TRECHO APRESENTADO:
===
Capa do single "Oração", de Linn da Quebrada, 2019




Olá leitores!

Sejam bem-vindas, bem-vindes e bem-vindos a esta coluna de boas e incômodas abordagens!


Bom, esta travesti de 25 anos que vocês estão se propondo a ler, ouvir e quem sabe acompanhar, já tem uma grande trajetória que será contada por fragmentos em cada edição dessa revista. Já saibam: ler uma travesti é ler a falha de tudo que é construído enquanto ser. Nem digo como ser-humano, pois essa parte, a cisgeneridade, a heteronormatividade, a esperada masculinidade e a branquitude, por boa parte dos últimos tempos, tenta destruir e seguirá tentando. Com isso, me comunico dessa forma para que o processo de entenderem que nós não somos a falha, torne em vocês uma nova e - talvez novamente - uma antiga verdade.


Nossa existência é realidade antes de ser imposto o que foi construído sobre o que somos. Dá um Google, tenha uma troca construtiva e uma escuta efetiva com as minhas irmãs, principalmente as que buscam resgatar esse histórico que afirma as nossas vidas que sim, são reais. Peço licença as minhas mais velhas, as que se foram e as que seguem se ferindo diariamente com o mantra de quê: é direito e necessidade nossa ser o corpo-presença em todas as possibilidades de vida, de novas perspectivas da estrutura social, de pensamentos que colaboram para evolução de mundo e de positivo incômodo em lugares públicos ou privados.


Priorizar a permanência ou a ocupação temporária de existências trans, em todos os espaços, é importante, sabia?


Nós somos a chance de uma nova era que se inicia no momento em que rompemos a resistência que criaram para ser quem somos, essa batalha pessoal que quando vencida, ressignifica e dissolve tudo e todos os padrões estabelecidos como único caminho. Seremos por um longo tempo, no país que mais mata pessoas trans e travestis, intituladas como as primeiras sempre quando conquistarmos um lugar de liderança, de tomada de decisão, de poder influenciador, pelo simples fato de compreender na ferida que o acolhimento e a empatia são fundamentais para um novo amanhã. Nossa presença e fala sempre dissemina as transformações.
===
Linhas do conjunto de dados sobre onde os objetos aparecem
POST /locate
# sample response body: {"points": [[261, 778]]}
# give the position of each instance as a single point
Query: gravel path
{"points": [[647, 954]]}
===
TAREFAS DO EXERCÍCIO:
1 > De acordo com o trecho, o que é ler uma travesti?
2 > Transcreva a listagem acima inteira, linha por linha, sem nenhuma alteração.

SOLUÇÕES DAS TAREFAS:
1 > É ler a falha de tudo que é construído enquanto ser.

2 >
POST /locate
# sample response body: {"points": [[261, 778]]}
# give the position of each instance as a single point
Query: gravel path
{"points": [[647, 954]]}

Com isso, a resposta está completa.